▸ **Try it**
Below are entries. Reproduce exactly the lines between the line holding "indicate: vehicle antenna" and the line holding "indicate: spectator", inclusive, and only those.

Material provided below:

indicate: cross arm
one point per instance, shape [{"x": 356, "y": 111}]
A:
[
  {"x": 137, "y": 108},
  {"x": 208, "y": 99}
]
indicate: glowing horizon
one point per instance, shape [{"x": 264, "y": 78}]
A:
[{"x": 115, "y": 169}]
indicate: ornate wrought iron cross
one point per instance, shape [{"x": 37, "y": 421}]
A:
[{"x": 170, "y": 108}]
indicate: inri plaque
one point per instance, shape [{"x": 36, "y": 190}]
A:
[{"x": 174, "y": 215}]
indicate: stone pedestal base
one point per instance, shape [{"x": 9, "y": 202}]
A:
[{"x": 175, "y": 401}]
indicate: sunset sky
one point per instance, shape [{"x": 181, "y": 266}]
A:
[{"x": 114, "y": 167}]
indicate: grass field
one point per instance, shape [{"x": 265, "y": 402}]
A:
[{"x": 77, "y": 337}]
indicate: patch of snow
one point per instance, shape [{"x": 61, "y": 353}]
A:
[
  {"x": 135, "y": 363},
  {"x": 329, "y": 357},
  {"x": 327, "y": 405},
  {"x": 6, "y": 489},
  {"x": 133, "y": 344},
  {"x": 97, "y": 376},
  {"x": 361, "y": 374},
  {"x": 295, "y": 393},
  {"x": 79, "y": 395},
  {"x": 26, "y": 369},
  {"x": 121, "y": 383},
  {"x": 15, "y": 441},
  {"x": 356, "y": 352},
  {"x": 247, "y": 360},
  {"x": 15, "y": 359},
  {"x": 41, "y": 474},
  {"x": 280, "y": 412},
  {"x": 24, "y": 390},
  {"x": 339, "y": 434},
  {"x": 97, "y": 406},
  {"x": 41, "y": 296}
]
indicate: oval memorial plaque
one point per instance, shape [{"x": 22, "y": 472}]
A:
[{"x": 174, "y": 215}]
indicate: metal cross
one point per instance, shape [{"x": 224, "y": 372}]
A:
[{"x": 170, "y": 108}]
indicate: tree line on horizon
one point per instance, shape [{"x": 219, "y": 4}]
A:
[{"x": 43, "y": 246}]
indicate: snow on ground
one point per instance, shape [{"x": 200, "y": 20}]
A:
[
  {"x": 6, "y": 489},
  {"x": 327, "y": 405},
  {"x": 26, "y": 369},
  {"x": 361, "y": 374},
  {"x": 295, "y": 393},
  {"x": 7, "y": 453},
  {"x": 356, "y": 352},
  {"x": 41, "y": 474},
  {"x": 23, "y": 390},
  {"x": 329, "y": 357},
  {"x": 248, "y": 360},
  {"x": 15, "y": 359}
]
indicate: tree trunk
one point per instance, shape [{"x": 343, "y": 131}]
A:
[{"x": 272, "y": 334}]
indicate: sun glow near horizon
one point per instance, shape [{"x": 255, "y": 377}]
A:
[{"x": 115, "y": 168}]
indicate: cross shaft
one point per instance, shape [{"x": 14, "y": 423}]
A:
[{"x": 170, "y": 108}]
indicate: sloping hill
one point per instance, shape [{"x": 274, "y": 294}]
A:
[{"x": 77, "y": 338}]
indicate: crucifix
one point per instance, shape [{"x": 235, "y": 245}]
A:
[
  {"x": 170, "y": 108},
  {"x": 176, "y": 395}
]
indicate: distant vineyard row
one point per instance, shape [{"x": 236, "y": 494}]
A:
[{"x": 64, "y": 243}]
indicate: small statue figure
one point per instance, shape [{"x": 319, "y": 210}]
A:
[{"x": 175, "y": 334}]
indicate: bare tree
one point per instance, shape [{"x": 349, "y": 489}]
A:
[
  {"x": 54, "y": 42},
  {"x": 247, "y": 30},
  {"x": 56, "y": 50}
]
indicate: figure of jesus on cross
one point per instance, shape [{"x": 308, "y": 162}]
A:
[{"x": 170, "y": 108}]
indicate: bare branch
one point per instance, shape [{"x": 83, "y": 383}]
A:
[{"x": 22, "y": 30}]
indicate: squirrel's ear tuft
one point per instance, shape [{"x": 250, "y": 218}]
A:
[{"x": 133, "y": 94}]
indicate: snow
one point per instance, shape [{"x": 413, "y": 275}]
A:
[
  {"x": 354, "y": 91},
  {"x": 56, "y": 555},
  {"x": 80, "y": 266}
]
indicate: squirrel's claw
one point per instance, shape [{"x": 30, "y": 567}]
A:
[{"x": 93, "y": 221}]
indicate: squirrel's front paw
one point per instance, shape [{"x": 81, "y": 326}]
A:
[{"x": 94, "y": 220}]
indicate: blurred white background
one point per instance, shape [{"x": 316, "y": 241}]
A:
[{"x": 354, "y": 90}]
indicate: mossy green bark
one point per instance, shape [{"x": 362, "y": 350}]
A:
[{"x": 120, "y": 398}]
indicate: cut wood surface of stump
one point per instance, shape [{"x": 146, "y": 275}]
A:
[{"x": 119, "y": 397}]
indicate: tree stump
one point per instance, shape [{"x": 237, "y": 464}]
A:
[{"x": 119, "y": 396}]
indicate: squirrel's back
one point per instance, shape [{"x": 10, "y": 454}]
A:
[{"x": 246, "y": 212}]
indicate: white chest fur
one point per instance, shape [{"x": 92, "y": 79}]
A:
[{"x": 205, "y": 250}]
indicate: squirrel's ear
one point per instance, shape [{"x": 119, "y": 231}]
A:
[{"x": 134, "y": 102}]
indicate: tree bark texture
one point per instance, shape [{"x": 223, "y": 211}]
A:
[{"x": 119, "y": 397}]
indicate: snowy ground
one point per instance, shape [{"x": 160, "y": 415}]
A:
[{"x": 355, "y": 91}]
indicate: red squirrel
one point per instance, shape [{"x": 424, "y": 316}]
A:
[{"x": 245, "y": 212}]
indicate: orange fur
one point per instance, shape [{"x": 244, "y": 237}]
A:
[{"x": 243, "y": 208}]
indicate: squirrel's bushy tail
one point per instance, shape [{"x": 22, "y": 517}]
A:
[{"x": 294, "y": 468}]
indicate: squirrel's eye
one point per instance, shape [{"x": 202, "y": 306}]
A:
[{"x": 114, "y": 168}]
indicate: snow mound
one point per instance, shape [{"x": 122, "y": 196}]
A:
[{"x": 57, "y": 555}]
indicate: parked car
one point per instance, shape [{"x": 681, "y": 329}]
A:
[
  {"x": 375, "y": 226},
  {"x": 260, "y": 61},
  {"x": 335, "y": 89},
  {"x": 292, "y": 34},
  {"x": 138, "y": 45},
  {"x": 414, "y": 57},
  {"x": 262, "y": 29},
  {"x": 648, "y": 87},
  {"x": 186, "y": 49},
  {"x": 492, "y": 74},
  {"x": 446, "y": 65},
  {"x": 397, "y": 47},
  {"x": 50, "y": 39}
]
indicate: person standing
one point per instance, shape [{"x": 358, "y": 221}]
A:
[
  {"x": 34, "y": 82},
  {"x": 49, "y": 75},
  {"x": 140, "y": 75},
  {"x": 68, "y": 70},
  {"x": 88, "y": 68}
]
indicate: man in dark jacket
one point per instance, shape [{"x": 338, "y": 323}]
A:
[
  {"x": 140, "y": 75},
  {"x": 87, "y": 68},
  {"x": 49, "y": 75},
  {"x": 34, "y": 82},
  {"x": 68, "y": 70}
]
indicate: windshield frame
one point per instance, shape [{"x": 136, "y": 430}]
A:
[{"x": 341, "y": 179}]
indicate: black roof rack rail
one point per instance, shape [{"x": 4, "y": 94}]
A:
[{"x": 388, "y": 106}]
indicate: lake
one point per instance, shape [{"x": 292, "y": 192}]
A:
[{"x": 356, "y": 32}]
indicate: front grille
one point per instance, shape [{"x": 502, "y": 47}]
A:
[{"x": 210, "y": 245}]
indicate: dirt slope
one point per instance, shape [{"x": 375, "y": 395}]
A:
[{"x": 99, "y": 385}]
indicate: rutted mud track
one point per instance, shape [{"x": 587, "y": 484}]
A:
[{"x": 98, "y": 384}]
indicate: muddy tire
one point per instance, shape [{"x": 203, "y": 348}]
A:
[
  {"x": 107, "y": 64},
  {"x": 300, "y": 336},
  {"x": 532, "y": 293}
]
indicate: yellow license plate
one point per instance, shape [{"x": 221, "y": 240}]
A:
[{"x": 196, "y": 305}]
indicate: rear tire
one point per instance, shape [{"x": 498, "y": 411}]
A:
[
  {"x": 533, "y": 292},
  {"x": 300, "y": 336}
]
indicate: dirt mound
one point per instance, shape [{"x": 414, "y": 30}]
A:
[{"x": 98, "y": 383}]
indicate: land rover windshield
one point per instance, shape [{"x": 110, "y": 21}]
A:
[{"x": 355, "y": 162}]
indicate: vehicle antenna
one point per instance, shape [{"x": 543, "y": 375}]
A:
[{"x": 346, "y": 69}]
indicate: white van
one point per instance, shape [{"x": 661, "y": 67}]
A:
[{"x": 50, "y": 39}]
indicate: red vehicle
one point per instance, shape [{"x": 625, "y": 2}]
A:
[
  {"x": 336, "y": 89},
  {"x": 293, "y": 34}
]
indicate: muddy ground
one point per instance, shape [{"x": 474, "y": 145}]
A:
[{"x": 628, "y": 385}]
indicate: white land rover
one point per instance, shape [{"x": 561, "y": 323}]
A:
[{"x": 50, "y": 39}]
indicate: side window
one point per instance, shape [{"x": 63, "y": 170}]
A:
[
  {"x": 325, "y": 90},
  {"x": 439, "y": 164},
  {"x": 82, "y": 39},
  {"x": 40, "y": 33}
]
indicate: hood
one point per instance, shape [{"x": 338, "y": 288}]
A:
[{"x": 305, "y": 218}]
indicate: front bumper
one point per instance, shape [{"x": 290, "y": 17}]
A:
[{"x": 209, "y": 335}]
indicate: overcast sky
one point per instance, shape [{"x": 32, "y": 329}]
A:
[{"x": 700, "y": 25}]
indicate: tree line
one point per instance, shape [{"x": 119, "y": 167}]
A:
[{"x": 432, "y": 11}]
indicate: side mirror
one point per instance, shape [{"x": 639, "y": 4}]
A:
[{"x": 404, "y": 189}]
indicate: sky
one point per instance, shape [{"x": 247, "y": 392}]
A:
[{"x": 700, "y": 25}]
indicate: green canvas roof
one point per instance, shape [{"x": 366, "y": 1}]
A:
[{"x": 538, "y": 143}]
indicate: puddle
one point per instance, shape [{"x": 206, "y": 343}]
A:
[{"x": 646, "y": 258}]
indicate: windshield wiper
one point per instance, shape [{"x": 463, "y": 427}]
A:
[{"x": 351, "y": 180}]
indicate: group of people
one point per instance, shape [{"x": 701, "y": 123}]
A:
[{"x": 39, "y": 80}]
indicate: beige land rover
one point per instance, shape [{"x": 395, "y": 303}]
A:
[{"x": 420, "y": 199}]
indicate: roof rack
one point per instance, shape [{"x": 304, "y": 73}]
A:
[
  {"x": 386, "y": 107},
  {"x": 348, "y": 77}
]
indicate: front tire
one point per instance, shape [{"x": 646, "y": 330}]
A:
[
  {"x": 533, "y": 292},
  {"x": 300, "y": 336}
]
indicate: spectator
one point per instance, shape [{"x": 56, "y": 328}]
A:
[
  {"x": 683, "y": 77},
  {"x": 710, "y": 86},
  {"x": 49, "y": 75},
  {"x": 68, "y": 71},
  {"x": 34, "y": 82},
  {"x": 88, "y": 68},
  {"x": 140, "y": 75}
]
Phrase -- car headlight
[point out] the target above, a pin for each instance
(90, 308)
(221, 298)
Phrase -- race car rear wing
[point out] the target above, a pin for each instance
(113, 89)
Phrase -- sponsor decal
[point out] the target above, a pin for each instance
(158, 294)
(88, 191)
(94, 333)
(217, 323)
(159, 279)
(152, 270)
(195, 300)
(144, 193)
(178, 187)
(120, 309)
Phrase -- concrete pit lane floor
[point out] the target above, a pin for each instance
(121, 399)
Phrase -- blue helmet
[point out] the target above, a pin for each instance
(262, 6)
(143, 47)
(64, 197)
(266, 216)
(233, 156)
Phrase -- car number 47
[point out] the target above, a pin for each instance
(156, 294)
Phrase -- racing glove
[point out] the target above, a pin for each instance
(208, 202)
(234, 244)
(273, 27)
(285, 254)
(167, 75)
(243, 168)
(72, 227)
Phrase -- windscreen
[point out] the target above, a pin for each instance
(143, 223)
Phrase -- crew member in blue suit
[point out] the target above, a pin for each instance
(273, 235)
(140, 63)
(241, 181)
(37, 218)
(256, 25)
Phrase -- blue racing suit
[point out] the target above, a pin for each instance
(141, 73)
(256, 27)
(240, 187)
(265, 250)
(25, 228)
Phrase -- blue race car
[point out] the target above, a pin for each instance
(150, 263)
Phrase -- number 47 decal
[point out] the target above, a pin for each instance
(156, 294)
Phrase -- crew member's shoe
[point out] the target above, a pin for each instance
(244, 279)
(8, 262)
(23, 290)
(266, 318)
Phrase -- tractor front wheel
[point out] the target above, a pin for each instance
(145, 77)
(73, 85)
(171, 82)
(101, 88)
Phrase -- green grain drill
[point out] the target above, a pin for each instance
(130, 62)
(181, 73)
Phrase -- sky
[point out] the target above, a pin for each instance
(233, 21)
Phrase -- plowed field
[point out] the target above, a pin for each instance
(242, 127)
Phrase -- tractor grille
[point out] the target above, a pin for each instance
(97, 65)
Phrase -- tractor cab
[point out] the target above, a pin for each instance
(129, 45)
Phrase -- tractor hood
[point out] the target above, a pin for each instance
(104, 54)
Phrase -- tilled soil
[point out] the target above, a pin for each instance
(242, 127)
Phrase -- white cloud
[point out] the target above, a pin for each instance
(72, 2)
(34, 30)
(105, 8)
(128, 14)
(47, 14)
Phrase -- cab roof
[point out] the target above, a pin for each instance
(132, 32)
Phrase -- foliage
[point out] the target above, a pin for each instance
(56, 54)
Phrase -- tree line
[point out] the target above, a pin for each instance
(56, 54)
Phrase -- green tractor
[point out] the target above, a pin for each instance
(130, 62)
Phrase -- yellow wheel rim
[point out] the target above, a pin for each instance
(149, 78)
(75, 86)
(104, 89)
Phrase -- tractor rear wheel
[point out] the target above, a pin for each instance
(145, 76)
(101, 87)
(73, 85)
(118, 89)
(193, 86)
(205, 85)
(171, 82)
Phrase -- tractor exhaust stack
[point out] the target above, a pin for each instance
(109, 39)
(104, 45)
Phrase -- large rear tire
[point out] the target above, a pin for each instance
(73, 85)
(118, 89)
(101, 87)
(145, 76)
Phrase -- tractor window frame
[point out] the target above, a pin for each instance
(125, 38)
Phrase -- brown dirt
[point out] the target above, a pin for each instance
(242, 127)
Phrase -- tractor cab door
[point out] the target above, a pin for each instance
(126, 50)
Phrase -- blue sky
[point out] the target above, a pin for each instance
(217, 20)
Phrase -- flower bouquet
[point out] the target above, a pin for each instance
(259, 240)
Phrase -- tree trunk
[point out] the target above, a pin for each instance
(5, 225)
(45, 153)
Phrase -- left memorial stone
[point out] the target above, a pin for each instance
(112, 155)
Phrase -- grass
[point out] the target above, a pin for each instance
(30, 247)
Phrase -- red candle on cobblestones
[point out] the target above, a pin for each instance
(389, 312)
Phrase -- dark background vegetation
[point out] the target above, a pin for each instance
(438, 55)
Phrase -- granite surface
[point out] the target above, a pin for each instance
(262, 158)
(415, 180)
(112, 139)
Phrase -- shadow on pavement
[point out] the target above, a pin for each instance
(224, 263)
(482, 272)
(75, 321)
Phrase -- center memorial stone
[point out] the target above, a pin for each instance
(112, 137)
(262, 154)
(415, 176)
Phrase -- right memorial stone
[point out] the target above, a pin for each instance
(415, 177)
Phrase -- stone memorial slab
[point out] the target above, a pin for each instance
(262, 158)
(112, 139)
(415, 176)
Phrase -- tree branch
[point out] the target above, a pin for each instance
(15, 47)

End of Material provided.

▸ **Answer to this exercise**
indicate: vehicle antenna
one point per instance, shape [{"x": 543, "y": 375}]
A:
[{"x": 346, "y": 69}]
indicate: white van
one point per instance, shape [{"x": 661, "y": 67}]
A:
[{"x": 50, "y": 39}]
indicate: red vehicle
one point per instance, shape [{"x": 625, "y": 2}]
A:
[
  {"x": 336, "y": 89},
  {"x": 293, "y": 34}
]
indicate: muddy ground
one point per instance, shape [{"x": 474, "y": 145}]
A:
[{"x": 628, "y": 385}]
indicate: white land rover
one point per instance, shape [{"x": 561, "y": 323}]
A:
[{"x": 50, "y": 39}]
indicate: side window
one point per instance, shape [{"x": 63, "y": 170}]
A:
[
  {"x": 325, "y": 90},
  {"x": 439, "y": 164},
  {"x": 82, "y": 39},
  {"x": 40, "y": 33}
]
indicate: hood
one point per instance, shape [{"x": 338, "y": 288}]
A:
[{"x": 305, "y": 218}]
indicate: front bumper
one point per instance, shape [{"x": 290, "y": 17}]
A:
[{"x": 209, "y": 335}]
indicate: overcast sky
one point per instance, shape [{"x": 32, "y": 329}]
A:
[{"x": 700, "y": 25}]
indicate: tree line
one point per instance, shape [{"x": 119, "y": 167}]
A:
[{"x": 432, "y": 11}]
indicate: side mirror
one point per instance, shape [{"x": 639, "y": 4}]
A:
[{"x": 404, "y": 189}]
indicate: sky
one point per instance, shape [{"x": 247, "y": 392}]
A:
[{"x": 700, "y": 25}]
indicate: green canvas roof
one point per instance, shape [{"x": 366, "y": 1}]
A:
[{"x": 538, "y": 143}]
indicate: puddle
one point per instance, shape [{"x": 206, "y": 343}]
A:
[{"x": 646, "y": 258}]
indicate: windshield wiper
one point per instance, shape [{"x": 463, "y": 427}]
A:
[{"x": 351, "y": 180}]
indicate: group of people
one point per instance, shape [{"x": 701, "y": 123}]
A:
[{"x": 39, "y": 80}]
indicate: beige land rover
one point per instance, shape [{"x": 395, "y": 303}]
A:
[{"x": 420, "y": 199}]
indicate: roof rack
one point per instance, shape [{"x": 304, "y": 73}]
A:
[
  {"x": 386, "y": 107},
  {"x": 348, "y": 77}
]
indicate: front tire
one point per instance, shape [{"x": 646, "y": 330}]
A:
[
  {"x": 533, "y": 292},
  {"x": 300, "y": 336}
]
indicate: spectator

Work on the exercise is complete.